══ Recorded data
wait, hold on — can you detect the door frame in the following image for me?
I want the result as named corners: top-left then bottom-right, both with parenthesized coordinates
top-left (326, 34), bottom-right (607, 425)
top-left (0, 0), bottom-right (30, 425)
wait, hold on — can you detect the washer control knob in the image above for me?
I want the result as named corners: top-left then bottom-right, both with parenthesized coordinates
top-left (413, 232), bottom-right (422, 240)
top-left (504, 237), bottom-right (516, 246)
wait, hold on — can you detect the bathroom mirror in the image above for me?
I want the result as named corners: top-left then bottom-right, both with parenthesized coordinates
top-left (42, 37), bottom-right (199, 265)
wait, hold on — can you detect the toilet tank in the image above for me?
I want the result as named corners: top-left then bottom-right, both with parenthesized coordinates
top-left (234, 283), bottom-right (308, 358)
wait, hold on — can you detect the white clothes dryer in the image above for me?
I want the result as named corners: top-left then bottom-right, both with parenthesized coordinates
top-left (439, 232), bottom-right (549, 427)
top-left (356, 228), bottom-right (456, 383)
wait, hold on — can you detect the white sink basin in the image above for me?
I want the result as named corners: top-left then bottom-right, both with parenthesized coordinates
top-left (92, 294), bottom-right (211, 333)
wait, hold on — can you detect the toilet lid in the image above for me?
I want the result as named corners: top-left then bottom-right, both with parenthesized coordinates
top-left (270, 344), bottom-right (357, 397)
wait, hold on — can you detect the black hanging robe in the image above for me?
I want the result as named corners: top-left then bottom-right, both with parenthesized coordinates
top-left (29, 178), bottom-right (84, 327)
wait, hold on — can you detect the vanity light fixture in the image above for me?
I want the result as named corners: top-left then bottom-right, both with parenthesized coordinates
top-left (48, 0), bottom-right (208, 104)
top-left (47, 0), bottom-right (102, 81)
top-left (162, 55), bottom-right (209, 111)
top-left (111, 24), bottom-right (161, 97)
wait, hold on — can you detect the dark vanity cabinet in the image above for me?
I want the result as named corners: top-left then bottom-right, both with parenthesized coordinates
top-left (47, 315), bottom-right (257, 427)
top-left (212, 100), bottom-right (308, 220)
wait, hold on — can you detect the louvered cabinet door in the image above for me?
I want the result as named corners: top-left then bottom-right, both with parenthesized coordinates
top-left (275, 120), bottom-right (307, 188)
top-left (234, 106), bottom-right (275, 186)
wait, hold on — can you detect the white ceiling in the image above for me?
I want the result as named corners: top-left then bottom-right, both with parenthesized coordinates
════
**To do**
Print the whole listing exactly as it is.

**Output for this exercise**
wait, hold on — can you detect the door frame in the following image for me?
I want the result as named corners: top-left then bottom-right, both with parenthesized coordinates
top-left (326, 34), bottom-right (607, 425)
top-left (0, 0), bottom-right (30, 425)
wait, hold on — can you detect the washer control knob in the image above for me?
I want the result as named corners: top-left then bottom-right, both with parenthesized coordinates
top-left (413, 232), bottom-right (422, 240)
top-left (504, 237), bottom-right (516, 246)
wait, hold on — can you detect the bathroom mirror in the image above for me?
I want the result as named corners: top-left then bottom-right, both with parenthesized coordinates
top-left (42, 37), bottom-right (199, 265)
wait, hold on — can you detect the toilet tank in the image above for me?
I want the result as named corners: top-left then bottom-right, both with parenthesized coordinates
top-left (234, 283), bottom-right (308, 358)
wait, hold on — can you detect the white clothes dryer in the image above for me?
I want the result as named corners: top-left then bottom-right, both with parenthesized coordinates
top-left (439, 232), bottom-right (549, 427)
top-left (356, 228), bottom-right (456, 383)
wait, hold on — can you detect the white sink basin in the image above for me?
I want the result as named corners: top-left then bottom-right, both with parenthesized coordinates
top-left (92, 294), bottom-right (211, 333)
wait, hold on — can you detect the toilet lid in the image above for me?
I want the result as named corners: top-left then bottom-right, both with parenthesized coordinates
top-left (270, 344), bottom-right (357, 397)
wait, hold on — can you detect the black hanging robe in the image above for me?
I want the result as named corners: top-left then bottom-right, both with parenthesized coordinates
top-left (29, 178), bottom-right (84, 327)
wait, hold on — can you detect the vanity light fixture in the image above for me?
I want the result as named corners: top-left then bottom-right, both with parenthesized coordinates
top-left (48, 0), bottom-right (208, 104)
top-left (47, 0), bottom-right (102, 81)
top-left (162, 55), bottom-right (209, 111)
top-left (111, 24), bottom-right (161, 97)
wait, hold on — can you detect the dark vanity cabinet in the image above for me?
I want the result as named corners: top-left then bottom-right, both with parenthesized coordinates
top-left (47, 315), bottom-right (257, 427)
top-left (212, 100), bottom-right (308, 220)
wait, hold on — can you detect the louvered cabinet door in the image above for me?
I want the result as named corners: top-left then bottom-right, both with parenthesized coordinates
top-left (275, 120), bottom-right (307, 188)
top-left (234, 106), bottom-right (275, 186)
wait, hold on — can you detect the white ceiling in the image above for me?
I want the result as named corners: top-left then bottom-right, both with parenthesized coordinates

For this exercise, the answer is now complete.